*SOURCE EXTRACT:*
»»
# Leaf curl during flower



## ArtVandolay (Mar 21, 2009)

5 weeks 3 days into flower.  Top bud leaves and upper fan leaves curling upward, but just on the middle and right plants (ice and ww).  No curl on left plant (bb).







I grow in Jungle Growth Pro and fert with MG Bloom.  Water cycle - 3x with MGB and then 1x with plain water.  I watered yesterday morning with plain water and noticed the curl last night.  Otherwise, the plants look ok.  

I'm pretty sure it isn't heat stress - I've had some nice, low temps in the box the last few weeks.  I'm not monitoring PH...

At this point, I'm only a little concerned but I thought I would see what the pros thought :hubba:


----------



## greenthumberish (Mar 21, 2009)

That sucks Art! Yours curl up....mine curl down lol oh BTW, mine in the last few days have perked back up alot, and are again fattening the buds!  Sorry I got no advice for you, i can just empethise! pro's will be along soon


----------



## POTUS (Mar 21, 2009)

ArtVandolay said:
			
		

> 5 weeks 3 days into flower. Top bud leaves and upper fan leaves curling upward, but just on the middle and right plants (ice and ww). No curl on left plant (bb).


Hey Art, the white strains can be a real problem. Their needs are way different than those of the non-white strains. I've always found them to be more susceptible to almost everything bad; Over watering, over feeding, unbalanced feeding, improper ratios of nutrients as well as the various stresses.

I never grow but one white strain at a time and never with non-white strains. Every grow, I find myself tinkering with the nutes to match what *this* one needs or can't use.
««
*TASKS TO PERFORM:*
1. In two sentences, what does the thread on leaf curl during flower say?
2. Using the thread on leaf curl during flower, answer these questions:
(a) What growing medium and what fertilizer does ArtVandolay use?
(b) In which direction do greenthumberish's leaves curl?
(c) How many white strains does POTUS grow at a time?
3. Could you carry on the thread on leaf curl during flower after its last sentence?

(Labeled region records)
»»
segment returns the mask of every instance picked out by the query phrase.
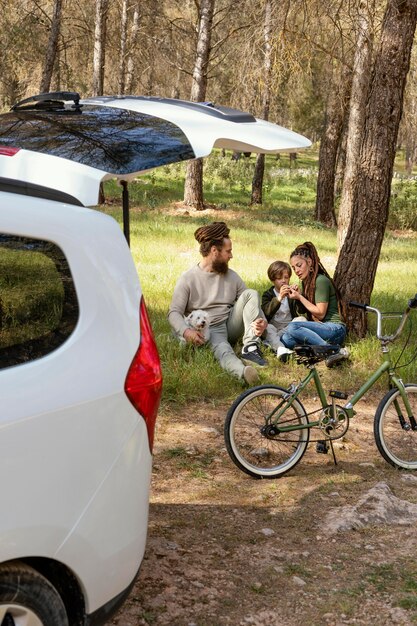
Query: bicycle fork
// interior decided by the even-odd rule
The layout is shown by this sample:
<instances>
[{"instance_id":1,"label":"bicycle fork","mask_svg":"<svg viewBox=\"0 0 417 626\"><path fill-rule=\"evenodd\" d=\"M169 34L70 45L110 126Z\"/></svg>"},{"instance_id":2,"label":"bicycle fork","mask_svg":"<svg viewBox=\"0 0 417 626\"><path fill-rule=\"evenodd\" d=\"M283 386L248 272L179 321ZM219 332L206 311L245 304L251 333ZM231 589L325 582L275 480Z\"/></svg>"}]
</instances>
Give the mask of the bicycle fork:
<instances>
[{"instance_id":1,"label":"bicycle fork","mask_svg":"<svg viewBox=\"0 0 417 626\"><path fill-rule=\"evenodd\" d=\"M407 411L407 417L408 417L408 422L406 420L406 418L403 415L403 412L401 410L400 407L400 403L398 402L398 399L394 400L394 406L395 406L395 410L397 411L397 415L398 415L398 419L399 422L401 424L401 428L403 430L417 430L417 422L416 422L416 418L413 415L413 412L411 410L411 406L410 406L410 402L408 400L408 394L407 394L407 390L404 386L403 381L401 380L401 378L396 378L393 377L392 378L392 382L394 383L394 385L392 385L392 387L396 387L398 389L398 391L400 392L402 401L404 402L404 406L406 408Z\"/></svg>"}]
</instances>

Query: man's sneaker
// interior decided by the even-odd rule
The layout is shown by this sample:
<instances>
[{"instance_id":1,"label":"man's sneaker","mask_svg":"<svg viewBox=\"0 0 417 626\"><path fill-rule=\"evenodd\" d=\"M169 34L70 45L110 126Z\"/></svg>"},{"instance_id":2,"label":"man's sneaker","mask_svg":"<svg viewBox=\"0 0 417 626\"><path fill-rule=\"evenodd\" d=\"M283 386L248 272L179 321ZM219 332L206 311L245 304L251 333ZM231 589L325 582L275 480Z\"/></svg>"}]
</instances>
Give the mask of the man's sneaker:
<instances>
[{"instance_id":1,"label":"man's sneaker","mask_svg":"<svg viewBox=\"0 0 417 626\"><path fill-rule=\"evenodd\" d=\"M327 357L326 365L327 367L334 367L334 365L340 363L340 361L344 361L348 358L349 351L346 348L340 348L339 352L336 352L336 354L332 354L331 356Z\"/></svg>"},{"instance_id":2,"label":"man's sneaker","mask_svg":"<svg viewBox=\"0 0 417 626\"><path fill-rule=\"evenodd\" d=\"M316 443L316 452L318 454L327 454L329 451L329 444L327 441L318 441Z\"/></svg>"},{"instance_id":3,"label":"man's sneaker","mask_svg":"<svg viewBox=\"0 0 417 626\"><path fill-rule=\"evenodd\" d=\"M291 358L291 355L294 354L293 350L289 350L288 348L284 348L284 346L280 346L277 350L277 357L279 361L286 363Z\"/></svg>"},{"instance_id":4,"label":"man's sneaker","mask_svg":"<svg viewBox=\"0 0 417 626\"><path fill-rule=\"evenodd\" d=\"M257 343L249 343L247 346L243 346L242 361L244 363L248 363L249 365L259 365L259 367L264 367L264 365L266 365L266 361L262 358L262 354Z\"/></svg>"},{"instance_id":5,"label":"man's sneaker","mask_svg":"<svg viewBox=\"0 0 417 626\"><path fill-rule=\"evenodd\" d=\"M258 372L252 365L246 365L243 370L243 378L248 383L248 385L254 385L259 381Z\"/></svg>"}]
</instances>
««
*SOLVED PROBLEMS:*
1. Five weeks and three days into flower, ArtVandolay finds top bud leaves and upper fan leaves curling upward on the ice and ww plants but not on the bb plant, noticed after a plain-water watering, and doubts heat stress given low temperatures in the box. Greenthumberish sympathizes, noting that their own leaves curl down, and POTUS answers that white strains have very different needs and are more susceptible to overwatering, overfeeding, unbalanced feeding, improper nutrient ratios and various stresses.

2.
(a) Jungle Growth Pro and MG Bloom.
(b) Down.
(c) Only one, and never alongside non-white strains.

3.
A general guideline with white strains is to use about 50% of the nutes you would normally put on non-white strain plants. I do this until they've reached two weeks prior to harvest. Then I put full strength on them and they still start looking like hell, but the bud size increases better than if I don't do this.

At harvest time, the white strains always look worse than the non-white strains. It doesn't seem to affect the smoke though.

Initially, I'd suggest backing off on the nitrogen. White strains don't handle it very well.

Good luck man! Keep us posted!


----------



## ArtVandolay (Mar 21, 2009)

:holysheep: Well that's a big help, Potus, I've not heard that before!  They've all been on full strength MGB since day 1 of flowering.  I'll back off to 50%.  Thanks.


----------



## blancolighter (Mar 21, 2009)

I noticed that my plants do this when I go just a bit overboard with the nutes and like Potus said, easy to do with white strains. Really though not too much to worry about, as that smart man above me said. He spelled it out well.


----------



## DirtySouthernAfficionado (Mar 21, 2009)

POTUS is dead on with the nutrient variatins between the strains. But they look fantastic Art. Perhaps 50% is backing off to much, though I would agree that may be the issue there. If your giving them 100%, IMO, perhaps 75% would be a nice alternative.
You don't want to lack to much for the BB who is obviously loving it.


----------



## ArtVandolay (Mar 21, 2009)

Thanks, DSA!  It's my second grow.  You guys have taught me much!  This is such a great forum .  It would never have occurred to me that the ice and ww were more sensitive to nute levels (and other things that go wrong, as Potus said).

I only have the 3 plants and a lot of time.  I was thinking about just buying another gallon jug to mix up a 3rd nute recipe for the "whites" .

Thanks again, guys!


----------



## POTUS (Mar 21, 2009)

ArtVandolay said:
			
		

> I was thinking about just buying another gallon jug to mix up a 3rd nute recipe for the "whites".


That's a real good idea, Art. Your problem isn't so bad as to need any flushing. Normal watering will fix it when you start using the milder mix. You should start seeing an improvement around the second week.

White strains are like a high maintenance women. More work, more problems, but worth it.


----------



## IRISH (Mar 25, 2009)

they look great art. . i was thinking, fan. as in, was the fan blowing real hard directly on them all night?, (or in lights off?)?...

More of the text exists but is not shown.